**Assignment**
What is needed is a word-for-word restatement of all the entries.

**Data**
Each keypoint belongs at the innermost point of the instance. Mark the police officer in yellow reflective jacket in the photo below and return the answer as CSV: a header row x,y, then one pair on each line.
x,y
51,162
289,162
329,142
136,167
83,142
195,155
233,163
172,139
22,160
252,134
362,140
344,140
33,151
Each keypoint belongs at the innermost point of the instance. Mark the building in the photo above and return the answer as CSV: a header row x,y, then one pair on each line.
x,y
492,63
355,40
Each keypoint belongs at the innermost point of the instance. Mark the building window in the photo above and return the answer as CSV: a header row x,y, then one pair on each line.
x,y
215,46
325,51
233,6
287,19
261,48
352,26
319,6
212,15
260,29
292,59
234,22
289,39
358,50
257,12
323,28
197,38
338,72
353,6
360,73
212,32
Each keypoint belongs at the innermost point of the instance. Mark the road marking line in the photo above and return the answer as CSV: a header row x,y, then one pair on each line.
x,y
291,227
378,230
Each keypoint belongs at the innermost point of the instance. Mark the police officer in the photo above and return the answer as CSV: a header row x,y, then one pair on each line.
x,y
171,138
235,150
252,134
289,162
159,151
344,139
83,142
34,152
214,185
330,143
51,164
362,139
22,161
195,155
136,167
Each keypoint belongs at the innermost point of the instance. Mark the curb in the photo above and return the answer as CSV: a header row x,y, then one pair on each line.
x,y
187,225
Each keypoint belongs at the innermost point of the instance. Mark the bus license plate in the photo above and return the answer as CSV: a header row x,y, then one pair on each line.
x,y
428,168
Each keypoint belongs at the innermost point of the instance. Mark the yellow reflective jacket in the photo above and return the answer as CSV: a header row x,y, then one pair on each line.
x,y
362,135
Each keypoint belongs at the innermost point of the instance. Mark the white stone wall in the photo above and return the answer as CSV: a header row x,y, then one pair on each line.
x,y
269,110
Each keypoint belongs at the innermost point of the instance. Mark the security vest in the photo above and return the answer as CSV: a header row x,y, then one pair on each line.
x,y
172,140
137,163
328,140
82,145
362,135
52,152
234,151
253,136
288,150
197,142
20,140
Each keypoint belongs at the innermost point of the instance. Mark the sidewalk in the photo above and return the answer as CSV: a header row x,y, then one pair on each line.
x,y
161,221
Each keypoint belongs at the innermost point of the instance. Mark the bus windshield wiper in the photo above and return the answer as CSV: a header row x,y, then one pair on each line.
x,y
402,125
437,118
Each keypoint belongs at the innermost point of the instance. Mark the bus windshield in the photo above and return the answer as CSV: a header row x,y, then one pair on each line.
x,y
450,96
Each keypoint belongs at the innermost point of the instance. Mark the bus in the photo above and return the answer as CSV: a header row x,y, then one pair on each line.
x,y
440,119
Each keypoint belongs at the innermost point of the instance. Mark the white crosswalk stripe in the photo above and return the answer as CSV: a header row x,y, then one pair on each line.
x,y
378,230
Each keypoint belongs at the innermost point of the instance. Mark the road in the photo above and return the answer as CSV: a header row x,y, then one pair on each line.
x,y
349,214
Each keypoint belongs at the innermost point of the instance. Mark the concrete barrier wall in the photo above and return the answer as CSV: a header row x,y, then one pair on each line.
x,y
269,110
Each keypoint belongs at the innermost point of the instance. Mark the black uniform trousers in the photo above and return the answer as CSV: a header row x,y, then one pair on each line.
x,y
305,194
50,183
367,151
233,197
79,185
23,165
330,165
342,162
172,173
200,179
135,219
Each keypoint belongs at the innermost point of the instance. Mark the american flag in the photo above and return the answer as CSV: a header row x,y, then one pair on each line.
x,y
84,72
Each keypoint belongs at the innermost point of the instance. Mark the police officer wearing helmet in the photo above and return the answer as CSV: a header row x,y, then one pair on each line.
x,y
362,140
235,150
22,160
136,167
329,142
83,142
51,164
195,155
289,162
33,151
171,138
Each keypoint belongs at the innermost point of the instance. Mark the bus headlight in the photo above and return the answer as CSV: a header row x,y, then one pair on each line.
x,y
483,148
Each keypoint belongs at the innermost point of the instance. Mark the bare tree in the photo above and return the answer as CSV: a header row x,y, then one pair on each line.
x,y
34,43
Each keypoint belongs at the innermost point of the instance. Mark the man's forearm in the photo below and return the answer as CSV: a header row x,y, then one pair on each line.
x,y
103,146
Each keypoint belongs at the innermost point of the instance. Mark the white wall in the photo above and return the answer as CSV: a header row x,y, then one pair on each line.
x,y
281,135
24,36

**Written solution**
Each keypoint belongs at the innermost point of the instance. Mark the police officer in yellow reflective jacket in the photo below and return the answer as CSV: a header row x,y, then one pair on each line.
x,y
51,162
289,162
329,142
136,167
83,142
195,155
233,163
172,139
22,160
252,134
362,140
344,140
33,151
Each keypoint belongs at the innermost point of the instance. Mark the building in the photo above and return the answer as CSV: a header row x,y, then one pair on each line.
x,y
492,63
355,40
Each keypoint belongs at the innermost point of the instance. Mark the building window in the photo above and return the answer as CSV: a header row x,y, then one pair on each line.
x,y
215,46
325,51
233,6
287,19
261,48
352,26
319,6
212,15
260,29
292,59
234,22
289,39
358,50
257,12
323,28
197,38
338,72
353,6
360,73
212,32
Each keypoint belongs at the innermost point of the instance. Mark the road marking line in the photo above and return the answer as CSV: a header row x,y, then one pair on each line.
x,y
291,227
378,230
Each keypoint belongs at the innermost point of the instance. Mark the police officer in the photo above and return the answer as CSV: a header row x,y, then one pair on each line.
x,y
171,138
235,150
252,134
289,162
159,151
344,139
83,142
34,152
214,185
330,143
51,164
362,139
22,161
195,155
136,167
Each keypoint belongs at the innermost point of the instance. Mark the curb in the photo above and return the answer as CSV: a header row x,y, then one pair on each line.
x,y
187,225
Each keypoint belongs at the innermost point of the instance. Mark the bus license plate in the photo above and return the answer as CSV: a header row x,y, then one pair on each line.
x,y
428,168
Each keypoint belongs at the innermost point of the instance. Mark the yellow reflective jacket in the photo above and return the answer as CSV: a header row x,y, then one pair on each line.
x,y
362,135
Each keypoint belongs at the innermost point of the instance. Mark the white stone wall in the photo above and return the answer as CSV: a header row x,y, then one pair on each line.
x,y
269,110
Each keypoint belongs at the innermost point of the instance. Mark the security vest in the photo above and return the answer as CSV: a header row x,y, then one pair on each line.
x,y
172,140
137,163
328,140
82,145
362,135
52,152
234,151
253,136
288,150
197,142
20,140
Each keypoint belongs at the innermost point of the instance. Mark the sidewalk in the photo above and return the answer as CSV: a header row x,y, then one pair on each line.
x,y
161,221
Each keypoint belongs at the innermost point of the instance. Mark the bus windshield wiper in the photo above and return the answer as CSV: a header row x,y, then one pair on each line.
x,y
402,125
437,118
Each keypoint belongs at the innermost point of the instance. Mark the bus windshield in the photo above and return the answer as CSV: a header row x,y, then one pair on each line.
x,y
450,96
Each keypoint belongs at the innermost point of the instance. Mark the bus in the photo above and return the answer as CSV: a header row x,y, then one pair on each line.
x,y
440,119
Each keypoint belongs at the innermost point of the instance. Mark the white crosswalk stripe in the photo above and return the answer as CSV: a header row x,y, then one pair on each line.
x,y
378,230
Each keypoint belongs at the innermost point of the instance. Mark the road in the photo above and return the answer as CSV: a header row x,y, then one pair on each line.
x,y
349,214
Each keypoint belongs at the innermost point of the instance. Mark the concrete barrier wall in the photo above and return the answer as CSV: a header row x,y, then one pair on each line.
x,y
269,110
Each keypoint belongs at the innermost point of the instance. Mark the black uniform trousers in the photo above and return the answer as CSV: a header row x,y, then one pair on each line.
x,y
305,194
50,183
367,151
233,197
79,185
23,165
330,165
342,162
172,173
200,179
135,219
Each keypoint belongs at the innermost point of the instance. Mark the american flag in the photo above and return the answer as CSV: a header row x,y, then one pair on each line.
x,y
84,72
Each keypoint belongs at the innermost point of the instance. Mark the police officer wearing helmet in the photo above and return the answer as CSV: a header row x,y, then one pair on each line.
x,y
362,140
235,150
22,160
136,167
329,142
83,142
51,164
195,155
289,162
33,151
171,138
Each keypoint belongs at the innermost point of the instance. Mark the bus headlight in the photo above and return the answer as CSV: a header row x,y, then one pair on each line.
x,y
483,148
Each keypoint belongs at the innermost point of the instance. Mark the bare tree in the photo above and return the answer as CSV: a header row x,y, then one pair on each line.
x,y
34,43
Each keypoint belongs at the innermost point of the instance. Mark the man's forearm in the photo below and return the answer as CSV: a header row x,y, then one pair on each line.
x,y
103,146
Each keypoint belongs at the innermost point of the instance. Mark the white wall in the photo above and return the answer as CSV: a header row x,y, then one pair on each line.
x,y
281,135
24,36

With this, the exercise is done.